START EXTRACTED DATA

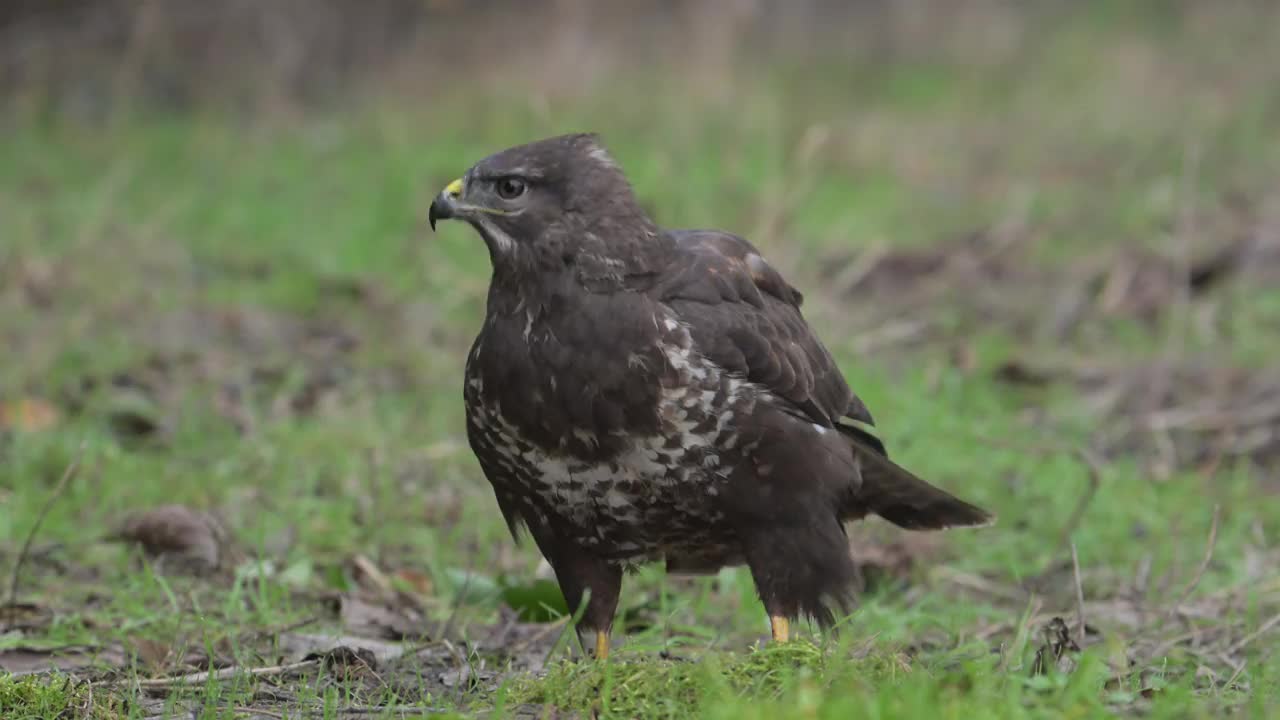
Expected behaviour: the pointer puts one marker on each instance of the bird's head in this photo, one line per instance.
(544, 204)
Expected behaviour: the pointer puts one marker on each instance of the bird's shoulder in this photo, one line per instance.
(746, 318)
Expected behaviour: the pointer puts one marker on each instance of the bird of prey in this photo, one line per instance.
(640, 393)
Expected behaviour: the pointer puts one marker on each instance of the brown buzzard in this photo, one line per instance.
(640, 393)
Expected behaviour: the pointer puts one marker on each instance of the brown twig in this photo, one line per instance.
(260, 711)
(1264, 629)
(224, 674)
(16, 577)
(1203, 565)
(1079, 596)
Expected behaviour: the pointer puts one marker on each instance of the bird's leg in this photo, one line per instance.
(602, 645)
(781, 628)
(577, 573)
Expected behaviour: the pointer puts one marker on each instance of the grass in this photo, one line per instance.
(266, 300)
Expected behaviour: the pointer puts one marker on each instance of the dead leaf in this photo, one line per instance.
(298, 646)
(1056, 651)
(1019, 373)
(417, 582)
(27, 660)
(370, 577)
(375, 619)
(26, 616)
(178, 532)
(155, 655)
(28, 415)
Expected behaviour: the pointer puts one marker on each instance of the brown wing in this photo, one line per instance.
(744, 317)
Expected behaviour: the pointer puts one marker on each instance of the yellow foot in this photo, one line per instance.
(781, 628)
(602, 645)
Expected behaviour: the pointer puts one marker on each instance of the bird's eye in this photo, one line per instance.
(511, 188)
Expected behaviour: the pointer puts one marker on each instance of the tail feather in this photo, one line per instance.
(903, 499)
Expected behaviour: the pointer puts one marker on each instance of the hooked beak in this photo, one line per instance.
(446, 204)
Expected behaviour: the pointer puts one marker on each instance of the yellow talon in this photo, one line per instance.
(781, 628)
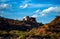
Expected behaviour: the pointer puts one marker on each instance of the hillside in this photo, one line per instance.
(24, 25)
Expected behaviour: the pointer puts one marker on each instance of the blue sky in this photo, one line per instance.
(43, 10)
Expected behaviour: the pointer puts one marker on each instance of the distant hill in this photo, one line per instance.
(54, 25)
(10, 24)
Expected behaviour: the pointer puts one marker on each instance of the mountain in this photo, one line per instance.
(54, 25)
(24, 25)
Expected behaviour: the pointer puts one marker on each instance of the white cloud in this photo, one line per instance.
(3, 5)
(4, 0)
(39, 5)
(24, 6)
(51, 9)
(46, 11)
(35, 16)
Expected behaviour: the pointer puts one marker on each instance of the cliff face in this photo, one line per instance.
(10, 24)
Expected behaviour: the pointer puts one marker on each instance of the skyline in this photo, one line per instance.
(43, 10)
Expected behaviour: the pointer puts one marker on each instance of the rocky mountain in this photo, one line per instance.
(24, 25)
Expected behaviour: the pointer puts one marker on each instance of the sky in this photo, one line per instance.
(43, 10)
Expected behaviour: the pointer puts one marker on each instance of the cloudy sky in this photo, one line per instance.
(43, 10)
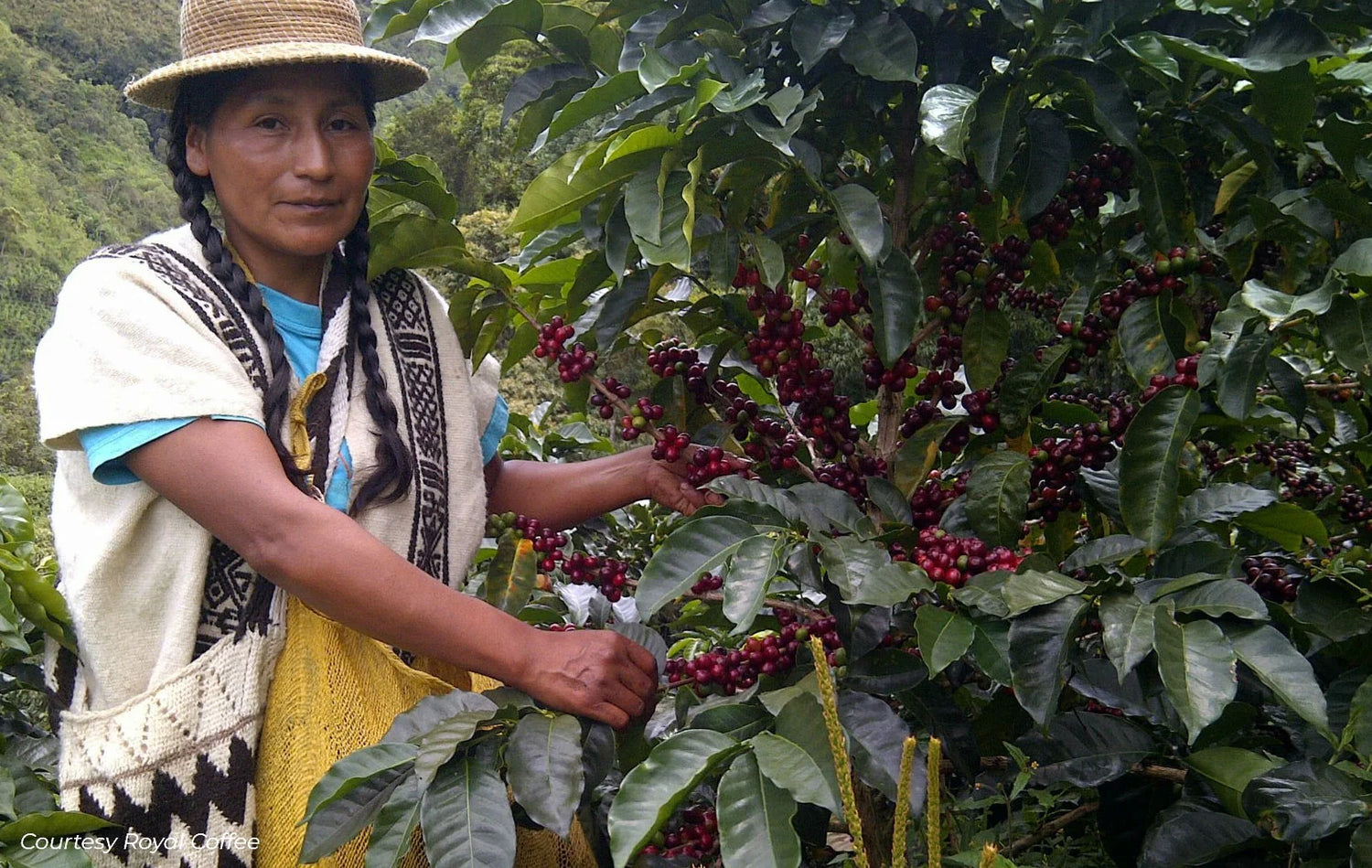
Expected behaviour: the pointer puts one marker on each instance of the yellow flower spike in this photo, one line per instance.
(933, 805)
(839, 747)
(897, 835)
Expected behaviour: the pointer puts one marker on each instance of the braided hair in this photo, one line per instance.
(195, 106)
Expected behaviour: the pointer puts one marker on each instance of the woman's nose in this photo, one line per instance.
(312, 155)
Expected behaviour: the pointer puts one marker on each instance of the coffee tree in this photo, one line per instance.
(1077, 528)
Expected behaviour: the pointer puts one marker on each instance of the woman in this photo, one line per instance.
(239, 413)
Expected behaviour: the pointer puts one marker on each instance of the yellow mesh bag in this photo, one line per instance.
(335, 691)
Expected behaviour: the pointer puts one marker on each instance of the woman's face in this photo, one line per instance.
(290, 154)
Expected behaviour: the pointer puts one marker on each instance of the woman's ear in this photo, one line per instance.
(195, 156)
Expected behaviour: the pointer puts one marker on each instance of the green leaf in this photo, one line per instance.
(1284, 670)
(543, 757)
(755, 819)
(883, 48)
(1147, 335)
(604, 96)
(985, 343)
(1223, 500)
(433, 712)
(875, 738)
(1245, 368)
(1358, 730)
(1026, 384)
(1161, 197)
(510, 576)
(993, 134)
(450, 19)
(1150, 464)
(356, 769)
(1188, 837)
(16, 517)
(1228, 771)
(1284, 102)
(1221, 596)
(655, 788)
(1127, 629)
(1347, 331)
(1094, 749)
(1281, 38)
(817, 30)
(944, 637)
(1034, 588)
(746, 577)
(541, 81)
(394, 826)
(342, 820)
(1356, 260)
(1149, 48)
(1040, 642)
(859, 216)
(575, 180)
(789, 766)
(895, 305)
(699, 546)
(1287, 524)
(998, 497)
(1105, 550)
(1305, 801)
(466, 819)
(801, 723)
(1047, 165)
(944, 117)
(1199, 670)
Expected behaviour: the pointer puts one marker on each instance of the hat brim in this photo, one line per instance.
(391, 74)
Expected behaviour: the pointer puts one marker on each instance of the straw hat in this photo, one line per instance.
(230, 35)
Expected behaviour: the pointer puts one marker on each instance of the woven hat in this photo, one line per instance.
(232, 35)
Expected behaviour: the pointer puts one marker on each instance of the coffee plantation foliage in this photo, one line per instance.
(1076, 530)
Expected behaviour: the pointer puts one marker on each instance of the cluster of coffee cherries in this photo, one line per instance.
(1185, 376)
(1117, 409)
(672, 359)
(1058, 462)
(778, 351)
(930, 500)
(1356, 509)
(954, 560)
(707, 464)
(548, 541)
(1270, 579)
(707, 583)
(552, 337)
(637, 423)
(841, 305)
(691, 834)
(608, 574)
(671, 443)
(727, 670)
(575, 364)
(604, 405)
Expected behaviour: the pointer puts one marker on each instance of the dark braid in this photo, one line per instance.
(394, 467)
(197, 106)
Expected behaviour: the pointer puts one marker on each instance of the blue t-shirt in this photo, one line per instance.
(301, 329)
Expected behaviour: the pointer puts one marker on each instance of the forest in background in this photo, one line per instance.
(80, 167)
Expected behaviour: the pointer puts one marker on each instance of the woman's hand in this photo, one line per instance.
(667, 483)
(595, 673)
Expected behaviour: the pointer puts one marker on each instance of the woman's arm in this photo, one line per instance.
(225, 476)
(562, 495)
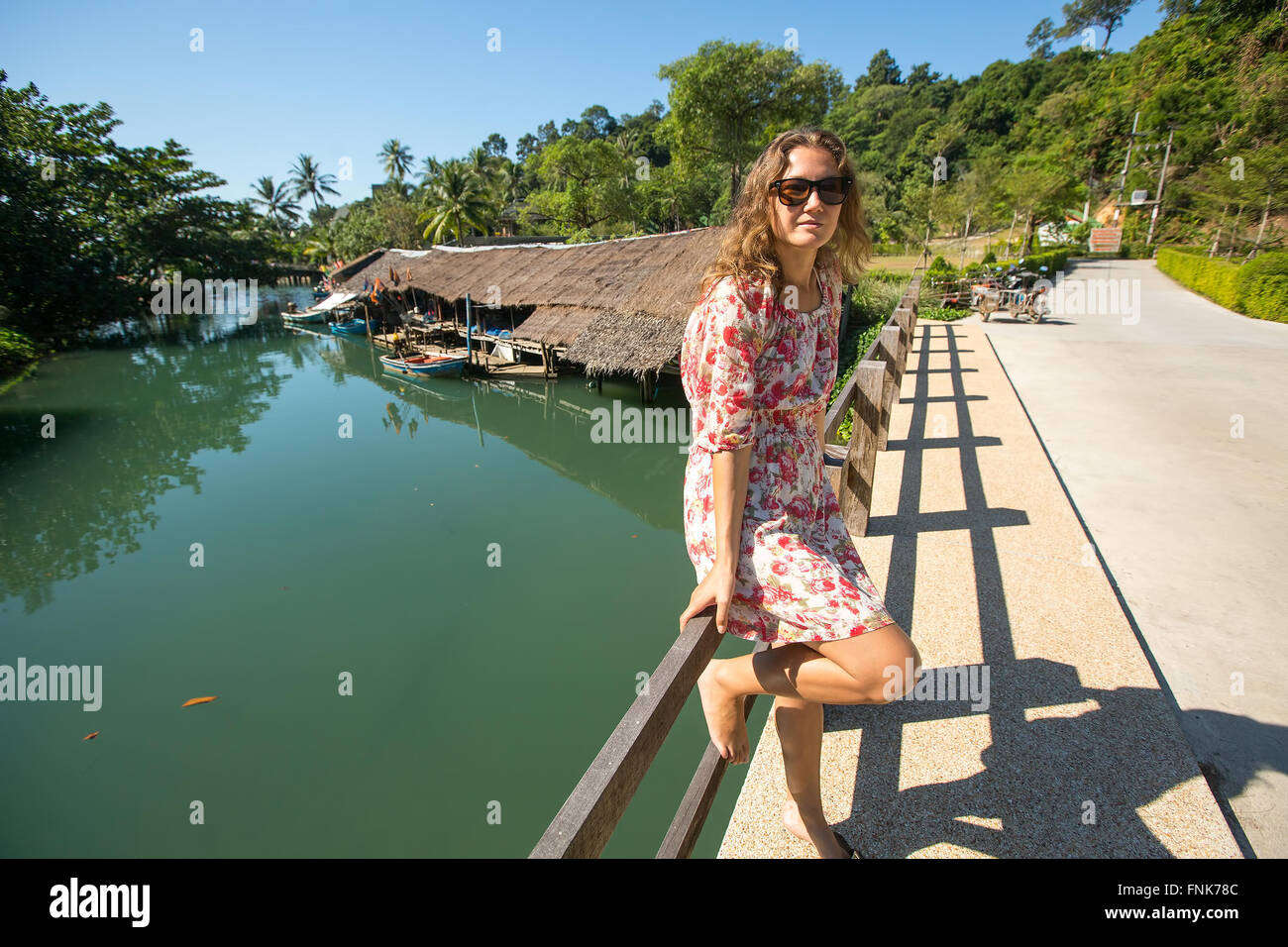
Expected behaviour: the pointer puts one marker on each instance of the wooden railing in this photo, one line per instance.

END EXTRACTED DATA

#### [GOAL OF THE EXERCISE]
Please repeat every row above word for word, leaving out the pictures.

#### [EXERCISE ANSWER]
Expected behaviour: the pointer puts one marker on each instance of the bird's head in this photo, one line per instance.
(544, 204)
Expected behaviour: the pointer puts one marker on each instance of the bird's shoulder in this photo, one line per instance.
(746, 318)
Expected behaviour: the pointer puts one marker on each instance of the bird of prey in this photo, one line per instance.
(640, 393)
Expected behaviour: the pointer puts one marker on each instance of the brown buzzard in this photo, one line per instance.
(640, 393)
Expected behaviour: the pointer puts one marker on each instance of the brown twig in this photo, one line per instance.
(260, 711)
(1264, 629)
(224, 674)
(16, 577)
(1203, 565)
(1079, 596)
Expected behaviour: the pointer puts one marker on each instance of the bird's leg in this photo, one line per instance.
(602, 645)
(781, 628)
(577, 573)
Expected behaviour: the pointer puts one marker on each instance of the grass in this photo, one line per instance.
(266, 300)
Expected behaviour: the pointer puts one marker on each instance of the dead leaf in this photo, one line per instance.
(298, 646)
(1056, 651)
(1019, 373)
(417, 582)
(27, 660)
(370, 577)
(375, 619)
(26, 616)
(178, 532)
(155, 655)
(28, 415)
Expected behaviour: the pointer puts one marker on each instance of the brown wing in this photo, one line per instance.
(744, 317)
Expected behaviour: the pointer puts one marker on each instance of the yellow foot in this photo, one line per instance.
(781, 628)
(602, 645)
Expected behaviour: the pointer puts one marker on each instance of the bird's eye in this photo, one line per instance.
(511, 188)
Expected behaviour: the pointer puts one marker on each instance of the tail feather in this photo, one line per instance.
(903, 499)
Expected behaviour: the pointer puts one marker on each instance of the hooked beak in this photo, one line per instance.
(446, 204)
Expected behaviour: the pointer puts one marker on each instance of the yellow talon in this photo, one line per instance.
(781, 628)
Expected behaviour: the pointer puts one marker on each instance of the hillside in this photo, one line per instance.
(24, 25)
Expected behaviour: the pointer puts one marker on each instance of the blue sky in this photo, one line per instance.
(43, 10)
Expected behaviour: the pointer puts one marker on each instance of the distant hill in this photo, one line per instance.
(54, 25)
(10, 24)
Expected behaviour: the pointer puts one marker on each instance of the mountain in this photo, one line per instance.
(54, 25)
(24, 25)
Expected behaviour: the pointer puts one marker on each instance of the white cloud in this photo, one line per instance.
(3, 5)
(4, 0)
(39, 5)
(24, 6)
(51, 9)
(46, 11)
(35, 16)
Expected behaviour: the pointer puts one marker on each instance of the cliff face in this photo, one line per instance.
(10, 24)
Expected behaviour: the pointer puts one marker on each instance of the skyline in this photo, one line per instance.
(43, 10)
Expected behaviour: the pointer puts one marker on each instance of the rocky mountain in this photo, one line per instance.
(24, 25)
Expected behaviour: the pointer puts one marker on each instance of the sky in this photo, one line per instance.
(43, 10)
Expected behaviour: the pointer puts one marker on each instance of the cloudy sky in this photo, one line per instance.
(43, 10)
Expected behaviour: the pointer puts one marker on each instance of the yellow flower spike in this photo, one line per instance.
(933, 805)
(839, 747)
(897, 835)
Expected behaviour: the pointer puts one marker on each instance of the braided hair in this photo, one line per instance.
(195, 106)
Expected behaviour: the pointer puts one marker on each instance of the woman's nose in this photo, one line per instance.
(312, 155)
Expected behaviour: the pointer puts one marker on each instance of the coffee tree in this photo, one line per instance.
(1077, 528)
Expected behaviour: the pointer puts one marker on each instance of the woman in this photo, one line per instance.
(239, 413)
Expected behaviour: the pointer puts one marker on each instance of the yellow mesh bag in this photo, one line per instance.
(335, 691)
Expected behaviour: the pointer puts one marker on each instance of the woman's face in this photo, one line per instance.
(290, 154)
Expected behaviour: the pointer puts one marker on each instance of the woman's ear in this photo, one line per instance.
(195, 156)
Expected behaviour: the pointer puts one marker on each instance of the green leaf in this photo, one line per instance.
(1284, 670)
(543, 757)
(755, 819)
(883, 48)
(1147, 335)
(604, 96)
(985, 343)
(1223, 500)
(433, 712)
(875, 738)
(1245, 368)
(1358, 730)
(1026, 384)
(1161, 197)
(510, 576)
(993, 134)
(450, 19)
(1150, 464)
(356, 769)
(1188, 837)
(16, 517)
(1228, 771)
(1284, 102)
(1221, 596)
(655, 788)
(1127, 629)
(1347, 331)
(1094, 749)
(1281, 38)
(817, 30)
(944, 637)
(1034, 588)
(746, 577)
(541, 81)
(394, 826)
(342, 820)
(1356, 260)
(1149, 48)
(1040, 642)
(859, 216)
(575, 180)
(789, 766)
(895, 305)
(699, 546)
(1287, 524)
(998, 497)
(1105, 550)
(1305, 801)
(466, 819)
(801, 723)
(1047, 165)
(944, 117)
(1199, 670)
Expected behaviour: the pointer puts one marker on each instance of the hat brim in this photo, one line per instance.
(391, 74)
Expected behaviour: the pointer puts one marker on each instance of the straw hat in this photo, one line per instance.
(230, 35)
Expected behaviour: the pointer puts one marker on each instance of the woven hat in this photo, one line per instance.
(232, 35)
Expected behaviour: the pointer puts one marker on each instance of the coffee plantation foliage in this photo, one line per instance.
(1076, 530)
Expected behaviour: the pointer puts one marker on each instance of the cluster of coffee cherries in this photo, one line per instance.
(1185, 376)
(1117, 409)
(672, 359)
(1058, 462)
(778, 351)
(930, 500)
(1356, 509)
(954, 560)
(707, 464)
(548, 541)
(1270, 579)
(707, 583)
(552, 337)
(637, 423)
(841, 305)
(691, 834)
(608, 574)
(671, 443)
(727, 670)
(575, 364)
(604, 405)
Expected behaviour: the pointer puts one marker on each instance of the dark braid in this photo, one line per instance.
(394, 467)
(197, 106)
Expected behaviour: the pointer puts one marker on each instance of the blue t-shirt in this photo, one line per instance.
(301, 329)
Expected behaviour: the pointer puts one marker on each instance of the forest in background in this photo, one line per instance.
(80, 167)
Expected behaviour: the pointer puts one marker on each instance of the woman's hand in this photo, one line per instance.
(667, 483)
(595, 673)
Expected behaviour: the pointer puts one marker on each instance of the woman's arm in this photo, one line per instance.
(225, 476)
(562, 495)
Expected behaviour: the pointer puts one marker on each instance of the wooden railing in this photo, one line per instance.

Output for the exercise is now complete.